### [Exercise instructions]
1 – Using the blog post, explain why the writer buys a proper copy of an album already owned as MP3.
2 – From the blog post, copy the text between "Category: , , , , By" and "with the others...", inclusive.

### [Quoted text]

============

We're looking forward to meeting you, rich stranger. Please take us out for dinner afterwards as we're hungry and cold.

Category: , , , , By Caitlin
A blog. I haven't blogged for a few days. Much has happened. For example, I've gone Christmas shopping, had a total emotional/mental breakdown and cleaned the kitchen...
Actually, re-reading that, cleaning the kitchen doesn't sound impressive enough to sit with the other two (going Christmas shopping is very impressive for me, because I had $100 dollars and spent almost all of it on my Mum and Grandparents. XD). I suppose I could say that hanging out in Civic and perving on pretties was fun. It deserves to be up there with the others...

So, I finished my Christmas shopping today. I got Mum two nice things (Long Way Round on DVD (she knows about that one) and something else I won't say (because I'm not sure or not whether she's found this blog yet)) and I got Nanna and Da a Jeremy Clarkson book with incredibly large font, because Nanna's eyesight isn't too good. I don't have to worry about them reading this and it spoiling the suprise, because neither of them know how to work the internet. XD
While I was out I also got myself some stuff. I got a Radiohead DVD (Which is ace) called Meeting People Is Easy. I got myself a best of Frank Sinatra CD. I also got myself one of the last Jeff Buckley CD's I need before completing my (evil) collection. *cackles*
Slightly off topic, but yesterday I got Night Falls Over Koretdala by Jens Lekman. I already had it in MP3, but I wanted a proper copy. I feel guilty downloading good albums, because then the artists don't make any money, so if it's good I always go out and buy it afterwards.

So now I guess you wanna hear about my hissy-fit, ne? I dunno if I paticularly want to go into it. It happened last night, and I've pretty much forcibly forgotten most of it right now, and I'm not sure if I want to bring it all up. I dunno...

============

### [Excerpted data]

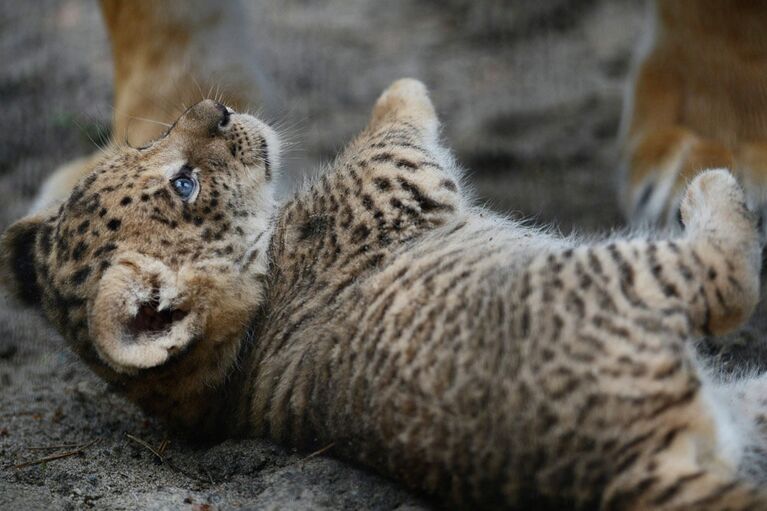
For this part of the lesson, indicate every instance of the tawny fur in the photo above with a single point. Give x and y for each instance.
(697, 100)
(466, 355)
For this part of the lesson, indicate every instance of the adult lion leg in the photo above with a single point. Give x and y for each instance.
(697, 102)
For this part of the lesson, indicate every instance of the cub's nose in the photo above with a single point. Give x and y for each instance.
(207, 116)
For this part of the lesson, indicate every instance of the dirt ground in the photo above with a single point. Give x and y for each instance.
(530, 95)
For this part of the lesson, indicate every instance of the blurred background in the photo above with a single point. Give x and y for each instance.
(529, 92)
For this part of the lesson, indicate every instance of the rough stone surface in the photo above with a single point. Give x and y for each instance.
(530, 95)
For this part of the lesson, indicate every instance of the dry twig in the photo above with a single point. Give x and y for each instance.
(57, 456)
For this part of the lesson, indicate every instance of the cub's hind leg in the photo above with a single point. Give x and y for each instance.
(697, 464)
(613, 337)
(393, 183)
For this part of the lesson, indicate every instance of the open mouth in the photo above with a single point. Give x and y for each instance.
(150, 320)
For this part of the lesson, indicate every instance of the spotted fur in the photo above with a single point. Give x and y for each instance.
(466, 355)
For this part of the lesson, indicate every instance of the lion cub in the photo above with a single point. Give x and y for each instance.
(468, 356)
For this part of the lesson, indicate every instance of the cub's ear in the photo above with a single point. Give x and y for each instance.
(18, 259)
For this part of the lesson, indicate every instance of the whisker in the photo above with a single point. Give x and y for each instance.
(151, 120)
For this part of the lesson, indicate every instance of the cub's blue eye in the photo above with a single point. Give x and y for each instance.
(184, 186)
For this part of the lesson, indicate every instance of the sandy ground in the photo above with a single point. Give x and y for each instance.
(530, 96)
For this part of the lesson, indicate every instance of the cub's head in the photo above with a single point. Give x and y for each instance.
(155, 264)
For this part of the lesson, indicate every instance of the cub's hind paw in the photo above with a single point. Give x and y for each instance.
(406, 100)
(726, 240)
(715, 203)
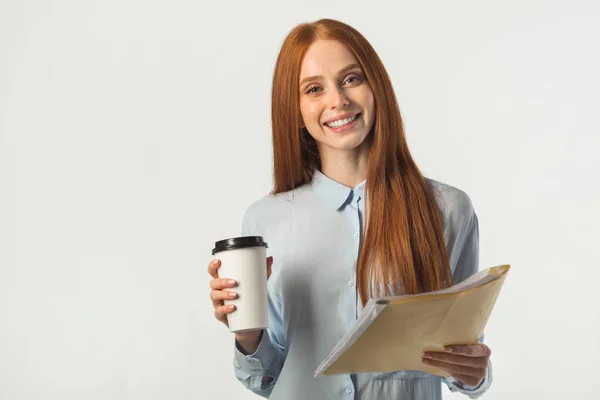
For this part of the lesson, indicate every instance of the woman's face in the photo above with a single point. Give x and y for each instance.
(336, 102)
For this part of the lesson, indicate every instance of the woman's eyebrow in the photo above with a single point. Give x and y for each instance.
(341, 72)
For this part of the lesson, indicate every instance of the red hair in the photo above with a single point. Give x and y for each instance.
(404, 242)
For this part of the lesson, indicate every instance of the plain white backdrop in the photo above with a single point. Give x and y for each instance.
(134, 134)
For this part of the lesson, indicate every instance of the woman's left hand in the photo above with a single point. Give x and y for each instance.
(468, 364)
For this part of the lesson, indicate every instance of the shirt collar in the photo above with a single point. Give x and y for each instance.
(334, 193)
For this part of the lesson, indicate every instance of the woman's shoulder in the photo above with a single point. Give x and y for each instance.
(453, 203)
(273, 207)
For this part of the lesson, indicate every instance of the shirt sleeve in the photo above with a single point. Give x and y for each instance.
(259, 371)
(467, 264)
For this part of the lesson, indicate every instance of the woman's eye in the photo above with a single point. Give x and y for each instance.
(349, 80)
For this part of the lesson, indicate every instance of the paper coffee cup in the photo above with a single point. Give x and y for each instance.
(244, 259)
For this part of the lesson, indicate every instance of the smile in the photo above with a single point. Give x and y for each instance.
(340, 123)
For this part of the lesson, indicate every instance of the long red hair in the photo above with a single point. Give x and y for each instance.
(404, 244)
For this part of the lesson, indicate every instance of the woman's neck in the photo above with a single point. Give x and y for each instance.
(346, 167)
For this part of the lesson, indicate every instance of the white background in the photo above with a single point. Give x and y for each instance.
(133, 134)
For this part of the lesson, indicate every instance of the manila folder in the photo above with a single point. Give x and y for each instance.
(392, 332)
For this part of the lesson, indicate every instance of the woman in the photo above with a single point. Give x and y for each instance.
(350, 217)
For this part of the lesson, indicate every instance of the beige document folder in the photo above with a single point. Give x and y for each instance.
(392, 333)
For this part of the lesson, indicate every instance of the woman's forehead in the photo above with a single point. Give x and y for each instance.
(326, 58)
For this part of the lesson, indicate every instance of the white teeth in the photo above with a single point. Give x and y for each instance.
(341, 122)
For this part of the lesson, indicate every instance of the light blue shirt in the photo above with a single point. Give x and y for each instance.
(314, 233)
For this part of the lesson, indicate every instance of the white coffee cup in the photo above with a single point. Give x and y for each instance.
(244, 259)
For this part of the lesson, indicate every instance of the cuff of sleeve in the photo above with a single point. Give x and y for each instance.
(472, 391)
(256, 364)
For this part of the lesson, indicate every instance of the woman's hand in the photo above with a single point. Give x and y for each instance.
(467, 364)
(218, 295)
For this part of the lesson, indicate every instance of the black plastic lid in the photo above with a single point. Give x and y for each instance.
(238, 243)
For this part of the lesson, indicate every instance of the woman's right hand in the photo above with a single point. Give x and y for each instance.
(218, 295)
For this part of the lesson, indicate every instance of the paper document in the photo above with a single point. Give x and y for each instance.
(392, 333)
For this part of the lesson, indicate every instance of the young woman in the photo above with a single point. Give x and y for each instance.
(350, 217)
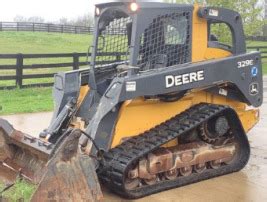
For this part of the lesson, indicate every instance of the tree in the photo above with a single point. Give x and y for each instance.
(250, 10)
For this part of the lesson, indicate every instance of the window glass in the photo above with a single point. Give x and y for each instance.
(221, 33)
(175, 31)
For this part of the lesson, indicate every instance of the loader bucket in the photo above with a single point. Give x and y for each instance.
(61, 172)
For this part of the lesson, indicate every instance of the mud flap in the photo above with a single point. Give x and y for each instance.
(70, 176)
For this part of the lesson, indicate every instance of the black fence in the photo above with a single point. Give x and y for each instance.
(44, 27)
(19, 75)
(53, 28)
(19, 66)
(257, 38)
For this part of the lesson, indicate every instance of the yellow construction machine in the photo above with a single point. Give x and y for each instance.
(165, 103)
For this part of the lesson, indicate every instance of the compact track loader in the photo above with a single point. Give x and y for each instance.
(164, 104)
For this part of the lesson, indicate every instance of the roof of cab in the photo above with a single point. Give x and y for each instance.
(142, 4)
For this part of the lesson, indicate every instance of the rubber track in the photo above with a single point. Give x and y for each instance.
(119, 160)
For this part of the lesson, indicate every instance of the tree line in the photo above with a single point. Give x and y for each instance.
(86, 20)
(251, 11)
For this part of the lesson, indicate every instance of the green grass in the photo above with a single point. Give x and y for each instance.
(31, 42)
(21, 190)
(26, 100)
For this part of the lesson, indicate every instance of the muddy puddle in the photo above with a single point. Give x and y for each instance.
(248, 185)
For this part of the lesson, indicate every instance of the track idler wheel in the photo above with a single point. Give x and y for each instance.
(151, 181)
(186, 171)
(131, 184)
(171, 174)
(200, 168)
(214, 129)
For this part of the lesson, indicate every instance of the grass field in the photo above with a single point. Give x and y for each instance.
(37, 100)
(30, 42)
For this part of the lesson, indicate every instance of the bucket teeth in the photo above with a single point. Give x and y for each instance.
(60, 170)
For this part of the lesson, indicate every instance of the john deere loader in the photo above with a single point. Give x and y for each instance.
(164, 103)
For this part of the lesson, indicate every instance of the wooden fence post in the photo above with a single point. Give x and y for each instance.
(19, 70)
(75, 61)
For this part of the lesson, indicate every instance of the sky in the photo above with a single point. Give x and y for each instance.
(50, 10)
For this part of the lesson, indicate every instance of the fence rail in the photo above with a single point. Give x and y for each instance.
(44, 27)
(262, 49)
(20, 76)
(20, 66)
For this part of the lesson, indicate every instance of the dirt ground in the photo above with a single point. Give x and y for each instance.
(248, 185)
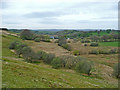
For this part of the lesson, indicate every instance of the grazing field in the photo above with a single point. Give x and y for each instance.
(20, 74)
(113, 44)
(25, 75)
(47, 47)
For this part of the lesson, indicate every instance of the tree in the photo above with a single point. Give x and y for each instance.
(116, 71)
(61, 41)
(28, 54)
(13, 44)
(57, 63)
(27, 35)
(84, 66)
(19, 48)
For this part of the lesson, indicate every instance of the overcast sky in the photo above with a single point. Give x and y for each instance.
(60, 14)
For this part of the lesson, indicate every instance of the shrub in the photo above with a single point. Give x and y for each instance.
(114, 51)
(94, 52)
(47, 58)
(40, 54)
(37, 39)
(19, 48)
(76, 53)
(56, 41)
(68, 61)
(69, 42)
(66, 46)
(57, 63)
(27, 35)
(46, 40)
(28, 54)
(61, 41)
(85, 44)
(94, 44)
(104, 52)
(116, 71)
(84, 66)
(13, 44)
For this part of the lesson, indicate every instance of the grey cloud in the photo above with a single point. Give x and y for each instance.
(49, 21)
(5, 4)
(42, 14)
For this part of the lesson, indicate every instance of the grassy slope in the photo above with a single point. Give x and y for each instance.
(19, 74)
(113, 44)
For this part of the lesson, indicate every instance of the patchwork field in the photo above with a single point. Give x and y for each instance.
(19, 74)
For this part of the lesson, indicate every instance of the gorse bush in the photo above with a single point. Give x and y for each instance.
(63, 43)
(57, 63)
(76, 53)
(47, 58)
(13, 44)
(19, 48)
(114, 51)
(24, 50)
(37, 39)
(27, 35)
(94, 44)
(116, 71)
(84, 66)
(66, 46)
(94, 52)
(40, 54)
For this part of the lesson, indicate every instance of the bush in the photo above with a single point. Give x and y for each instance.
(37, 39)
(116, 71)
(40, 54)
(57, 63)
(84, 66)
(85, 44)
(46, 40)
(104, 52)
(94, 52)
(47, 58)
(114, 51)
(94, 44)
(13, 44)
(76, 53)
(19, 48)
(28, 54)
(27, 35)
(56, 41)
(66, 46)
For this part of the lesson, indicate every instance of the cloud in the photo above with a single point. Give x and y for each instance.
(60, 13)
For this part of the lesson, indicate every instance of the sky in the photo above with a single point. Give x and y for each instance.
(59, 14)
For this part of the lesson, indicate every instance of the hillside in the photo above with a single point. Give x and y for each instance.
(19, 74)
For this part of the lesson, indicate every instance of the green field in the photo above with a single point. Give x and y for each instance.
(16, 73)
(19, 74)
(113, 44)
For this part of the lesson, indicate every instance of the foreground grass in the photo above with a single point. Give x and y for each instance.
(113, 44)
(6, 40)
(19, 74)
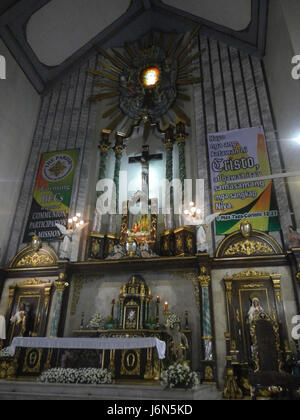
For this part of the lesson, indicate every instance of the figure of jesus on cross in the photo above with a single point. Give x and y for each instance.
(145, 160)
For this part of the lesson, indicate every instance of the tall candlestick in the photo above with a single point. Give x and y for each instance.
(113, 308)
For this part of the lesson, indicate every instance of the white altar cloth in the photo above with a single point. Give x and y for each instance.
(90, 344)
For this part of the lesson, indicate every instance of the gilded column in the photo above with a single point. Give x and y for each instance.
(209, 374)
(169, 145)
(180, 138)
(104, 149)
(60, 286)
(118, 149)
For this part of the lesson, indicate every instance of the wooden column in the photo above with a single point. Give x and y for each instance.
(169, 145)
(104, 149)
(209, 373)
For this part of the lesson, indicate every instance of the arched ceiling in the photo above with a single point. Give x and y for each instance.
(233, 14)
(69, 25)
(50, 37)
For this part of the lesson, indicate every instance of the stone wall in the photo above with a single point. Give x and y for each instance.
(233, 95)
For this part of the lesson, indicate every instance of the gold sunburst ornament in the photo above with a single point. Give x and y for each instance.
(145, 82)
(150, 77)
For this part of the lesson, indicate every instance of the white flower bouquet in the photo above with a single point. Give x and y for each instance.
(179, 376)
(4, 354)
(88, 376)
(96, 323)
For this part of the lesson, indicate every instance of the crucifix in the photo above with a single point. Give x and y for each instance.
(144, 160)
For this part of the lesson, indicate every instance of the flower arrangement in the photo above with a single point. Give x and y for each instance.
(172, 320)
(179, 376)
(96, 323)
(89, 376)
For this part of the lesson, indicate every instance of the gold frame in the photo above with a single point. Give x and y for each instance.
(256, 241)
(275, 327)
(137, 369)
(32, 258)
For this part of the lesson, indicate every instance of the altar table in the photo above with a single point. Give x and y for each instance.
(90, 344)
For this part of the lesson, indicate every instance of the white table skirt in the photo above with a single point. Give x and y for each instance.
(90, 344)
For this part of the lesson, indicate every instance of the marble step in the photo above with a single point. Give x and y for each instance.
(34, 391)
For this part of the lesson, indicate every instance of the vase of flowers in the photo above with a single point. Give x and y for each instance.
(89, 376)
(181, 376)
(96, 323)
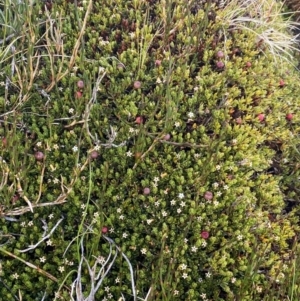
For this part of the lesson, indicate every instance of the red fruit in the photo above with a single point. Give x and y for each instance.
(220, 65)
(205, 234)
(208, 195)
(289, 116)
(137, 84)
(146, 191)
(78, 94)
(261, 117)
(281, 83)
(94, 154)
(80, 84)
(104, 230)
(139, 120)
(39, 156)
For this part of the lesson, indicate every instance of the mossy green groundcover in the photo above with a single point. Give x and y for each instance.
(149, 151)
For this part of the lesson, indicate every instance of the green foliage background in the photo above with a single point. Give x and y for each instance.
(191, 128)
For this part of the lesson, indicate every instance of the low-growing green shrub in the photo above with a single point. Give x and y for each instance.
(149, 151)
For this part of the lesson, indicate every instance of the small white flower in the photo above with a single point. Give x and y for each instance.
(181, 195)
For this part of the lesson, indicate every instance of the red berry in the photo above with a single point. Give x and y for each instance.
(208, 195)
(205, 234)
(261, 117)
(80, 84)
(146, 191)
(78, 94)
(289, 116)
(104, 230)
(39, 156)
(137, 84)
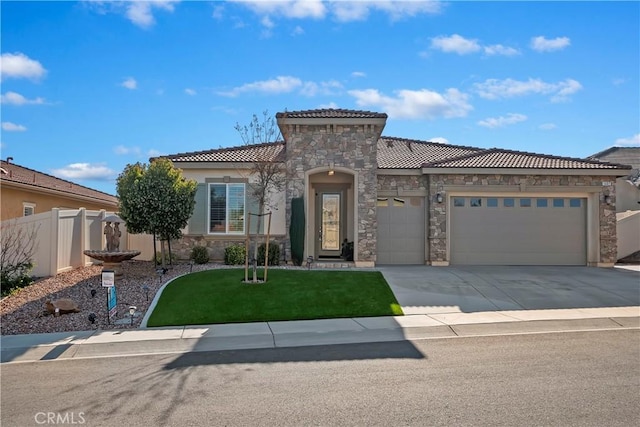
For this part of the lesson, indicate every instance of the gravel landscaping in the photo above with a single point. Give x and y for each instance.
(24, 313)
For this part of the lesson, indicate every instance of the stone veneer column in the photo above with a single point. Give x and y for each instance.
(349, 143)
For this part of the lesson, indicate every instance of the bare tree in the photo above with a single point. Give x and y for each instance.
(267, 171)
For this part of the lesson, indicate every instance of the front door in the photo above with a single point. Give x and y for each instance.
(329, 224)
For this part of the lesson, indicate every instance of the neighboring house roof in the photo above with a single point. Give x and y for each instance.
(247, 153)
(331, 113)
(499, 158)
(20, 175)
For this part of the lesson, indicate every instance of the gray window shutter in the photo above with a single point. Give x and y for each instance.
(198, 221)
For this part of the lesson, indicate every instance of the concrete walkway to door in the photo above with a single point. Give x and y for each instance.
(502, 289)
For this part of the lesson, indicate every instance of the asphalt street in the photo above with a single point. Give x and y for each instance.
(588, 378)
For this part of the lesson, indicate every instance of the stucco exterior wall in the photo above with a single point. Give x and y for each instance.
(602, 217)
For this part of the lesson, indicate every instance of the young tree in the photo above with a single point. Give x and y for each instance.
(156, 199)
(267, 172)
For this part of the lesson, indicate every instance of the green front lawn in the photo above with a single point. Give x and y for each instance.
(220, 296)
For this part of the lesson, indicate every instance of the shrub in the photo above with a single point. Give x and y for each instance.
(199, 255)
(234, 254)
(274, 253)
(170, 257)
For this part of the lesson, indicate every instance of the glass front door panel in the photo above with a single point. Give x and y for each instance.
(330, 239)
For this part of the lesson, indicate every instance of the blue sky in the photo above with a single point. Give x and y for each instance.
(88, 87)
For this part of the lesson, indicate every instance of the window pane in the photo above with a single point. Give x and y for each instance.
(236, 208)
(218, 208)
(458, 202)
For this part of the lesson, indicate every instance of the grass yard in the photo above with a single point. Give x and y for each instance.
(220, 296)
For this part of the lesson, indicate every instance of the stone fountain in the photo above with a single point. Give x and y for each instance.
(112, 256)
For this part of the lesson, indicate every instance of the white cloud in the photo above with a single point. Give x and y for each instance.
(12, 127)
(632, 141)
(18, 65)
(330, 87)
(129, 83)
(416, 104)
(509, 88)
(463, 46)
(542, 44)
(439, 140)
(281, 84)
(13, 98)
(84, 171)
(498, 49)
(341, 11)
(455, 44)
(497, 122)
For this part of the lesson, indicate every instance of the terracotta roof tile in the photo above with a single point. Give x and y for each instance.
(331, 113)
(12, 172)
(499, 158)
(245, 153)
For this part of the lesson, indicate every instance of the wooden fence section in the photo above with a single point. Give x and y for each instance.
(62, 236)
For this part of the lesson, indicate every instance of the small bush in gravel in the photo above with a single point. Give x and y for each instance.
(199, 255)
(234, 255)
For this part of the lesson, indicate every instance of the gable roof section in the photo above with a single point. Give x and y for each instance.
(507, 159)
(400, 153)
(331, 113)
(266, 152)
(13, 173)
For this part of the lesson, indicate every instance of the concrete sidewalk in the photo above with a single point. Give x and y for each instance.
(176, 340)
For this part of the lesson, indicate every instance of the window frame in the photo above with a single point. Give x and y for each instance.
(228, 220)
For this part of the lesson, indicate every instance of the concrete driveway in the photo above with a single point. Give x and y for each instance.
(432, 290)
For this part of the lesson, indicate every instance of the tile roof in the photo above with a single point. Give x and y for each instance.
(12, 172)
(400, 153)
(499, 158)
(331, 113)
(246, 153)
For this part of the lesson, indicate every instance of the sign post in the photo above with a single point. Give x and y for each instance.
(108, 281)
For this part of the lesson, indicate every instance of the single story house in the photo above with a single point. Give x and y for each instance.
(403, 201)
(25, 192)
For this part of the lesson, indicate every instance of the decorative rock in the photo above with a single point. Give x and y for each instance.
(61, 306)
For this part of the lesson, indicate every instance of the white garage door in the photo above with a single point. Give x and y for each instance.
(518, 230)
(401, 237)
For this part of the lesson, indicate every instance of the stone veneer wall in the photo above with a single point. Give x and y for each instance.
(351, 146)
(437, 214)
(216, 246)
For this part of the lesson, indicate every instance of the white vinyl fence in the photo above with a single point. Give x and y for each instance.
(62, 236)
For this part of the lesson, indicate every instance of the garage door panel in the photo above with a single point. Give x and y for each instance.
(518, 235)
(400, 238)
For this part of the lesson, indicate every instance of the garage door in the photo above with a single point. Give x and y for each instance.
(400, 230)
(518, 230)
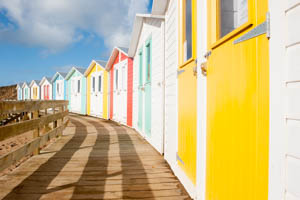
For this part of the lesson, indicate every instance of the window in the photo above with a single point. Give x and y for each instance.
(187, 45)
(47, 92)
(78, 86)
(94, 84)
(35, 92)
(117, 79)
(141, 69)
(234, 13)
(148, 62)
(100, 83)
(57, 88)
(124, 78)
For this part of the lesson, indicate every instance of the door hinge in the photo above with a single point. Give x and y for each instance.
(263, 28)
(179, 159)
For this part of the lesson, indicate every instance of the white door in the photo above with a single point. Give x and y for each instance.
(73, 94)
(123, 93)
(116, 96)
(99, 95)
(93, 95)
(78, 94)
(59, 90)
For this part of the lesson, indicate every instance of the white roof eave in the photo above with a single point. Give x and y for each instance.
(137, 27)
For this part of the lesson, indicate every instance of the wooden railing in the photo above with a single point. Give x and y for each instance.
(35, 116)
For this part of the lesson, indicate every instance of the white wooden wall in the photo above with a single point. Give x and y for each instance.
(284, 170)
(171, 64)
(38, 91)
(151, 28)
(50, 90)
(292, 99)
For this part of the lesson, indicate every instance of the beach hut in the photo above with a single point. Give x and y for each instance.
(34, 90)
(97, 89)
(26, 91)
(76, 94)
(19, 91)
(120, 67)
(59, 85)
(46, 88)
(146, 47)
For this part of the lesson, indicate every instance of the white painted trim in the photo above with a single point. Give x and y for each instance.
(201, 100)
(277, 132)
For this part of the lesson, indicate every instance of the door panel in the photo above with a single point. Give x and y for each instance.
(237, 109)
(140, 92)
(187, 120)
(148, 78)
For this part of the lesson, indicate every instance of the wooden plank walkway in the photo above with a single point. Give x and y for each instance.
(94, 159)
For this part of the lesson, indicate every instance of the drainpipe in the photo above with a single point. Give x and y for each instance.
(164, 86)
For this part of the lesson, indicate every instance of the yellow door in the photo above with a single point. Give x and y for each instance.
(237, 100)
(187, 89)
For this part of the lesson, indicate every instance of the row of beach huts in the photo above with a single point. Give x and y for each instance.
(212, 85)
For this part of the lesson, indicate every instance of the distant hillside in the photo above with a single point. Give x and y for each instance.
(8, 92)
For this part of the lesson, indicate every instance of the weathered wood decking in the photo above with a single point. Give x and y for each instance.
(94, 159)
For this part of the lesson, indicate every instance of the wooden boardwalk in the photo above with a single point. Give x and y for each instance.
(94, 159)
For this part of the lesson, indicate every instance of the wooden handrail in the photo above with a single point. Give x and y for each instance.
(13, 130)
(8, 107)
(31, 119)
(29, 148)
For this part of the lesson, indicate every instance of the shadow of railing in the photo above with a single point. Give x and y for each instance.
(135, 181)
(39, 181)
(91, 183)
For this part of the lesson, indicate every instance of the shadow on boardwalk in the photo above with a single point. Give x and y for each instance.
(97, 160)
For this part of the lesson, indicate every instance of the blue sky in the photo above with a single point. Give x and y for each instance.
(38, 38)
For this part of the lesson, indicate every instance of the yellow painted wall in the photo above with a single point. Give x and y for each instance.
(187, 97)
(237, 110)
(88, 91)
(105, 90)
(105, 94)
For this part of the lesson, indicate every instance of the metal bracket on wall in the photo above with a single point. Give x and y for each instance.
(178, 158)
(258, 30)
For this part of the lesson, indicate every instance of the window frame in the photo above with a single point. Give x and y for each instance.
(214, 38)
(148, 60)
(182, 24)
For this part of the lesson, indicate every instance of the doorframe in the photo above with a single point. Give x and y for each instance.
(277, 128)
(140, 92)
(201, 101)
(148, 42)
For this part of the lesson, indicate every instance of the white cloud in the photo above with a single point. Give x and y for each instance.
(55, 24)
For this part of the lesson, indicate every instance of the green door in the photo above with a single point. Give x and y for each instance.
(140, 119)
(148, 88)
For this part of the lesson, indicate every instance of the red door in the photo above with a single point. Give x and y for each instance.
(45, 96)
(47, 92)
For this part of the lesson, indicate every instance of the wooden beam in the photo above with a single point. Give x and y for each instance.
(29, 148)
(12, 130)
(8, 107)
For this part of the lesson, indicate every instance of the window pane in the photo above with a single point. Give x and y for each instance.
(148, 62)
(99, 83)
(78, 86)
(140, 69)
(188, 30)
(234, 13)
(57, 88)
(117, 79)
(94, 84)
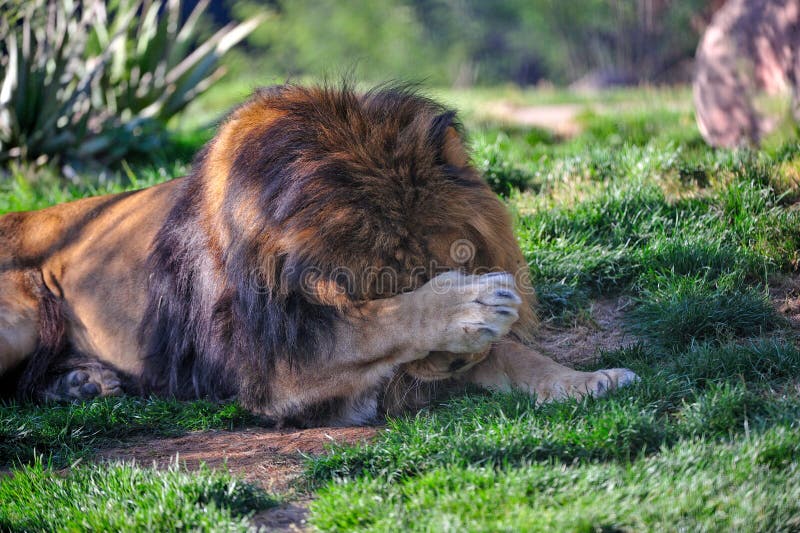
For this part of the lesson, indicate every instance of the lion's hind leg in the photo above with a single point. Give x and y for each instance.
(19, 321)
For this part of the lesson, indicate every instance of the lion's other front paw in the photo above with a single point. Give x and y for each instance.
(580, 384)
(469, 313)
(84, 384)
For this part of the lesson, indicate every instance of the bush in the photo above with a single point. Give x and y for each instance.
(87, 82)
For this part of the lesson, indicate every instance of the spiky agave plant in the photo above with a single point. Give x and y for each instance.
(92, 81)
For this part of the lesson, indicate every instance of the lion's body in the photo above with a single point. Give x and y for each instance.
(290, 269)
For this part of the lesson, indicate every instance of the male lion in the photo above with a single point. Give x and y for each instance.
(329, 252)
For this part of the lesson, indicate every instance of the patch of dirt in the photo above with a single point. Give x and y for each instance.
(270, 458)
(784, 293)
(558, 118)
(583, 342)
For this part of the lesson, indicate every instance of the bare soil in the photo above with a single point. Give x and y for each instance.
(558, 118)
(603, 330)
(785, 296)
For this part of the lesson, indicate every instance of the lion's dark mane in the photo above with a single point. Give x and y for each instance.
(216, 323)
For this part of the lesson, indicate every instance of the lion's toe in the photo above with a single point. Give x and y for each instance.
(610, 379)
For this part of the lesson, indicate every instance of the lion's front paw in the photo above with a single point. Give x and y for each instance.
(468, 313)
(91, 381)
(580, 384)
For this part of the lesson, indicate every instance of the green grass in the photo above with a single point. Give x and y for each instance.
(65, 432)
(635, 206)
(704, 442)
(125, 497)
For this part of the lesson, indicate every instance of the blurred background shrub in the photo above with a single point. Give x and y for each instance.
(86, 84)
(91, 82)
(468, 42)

============

### [Answers for the exercise]
1 – The writer feels guilty downloading good albums because the artists then don't make any money. So when an album is good, the writer always goes out and buys it afterwards.

2 –
Category: , , , , By Caitlin
A blog. I haven't blogged for a few days. Much has happened. For example, I've gone Christmas shopping, had a total emotional/mental breakdown and cleaned the kitchen...
Actually, re-reading that, cleaning the kitchen doesn't sound impressive enough to sit with the other two (going Christmas shopping is very impressive for me, because I had $100 dollars and spent almost all of it on my Mum and Grandparents. XD). I suppose I could say that hanging out in Civic and perving on pretties was fun. It deserves to be up there with the others...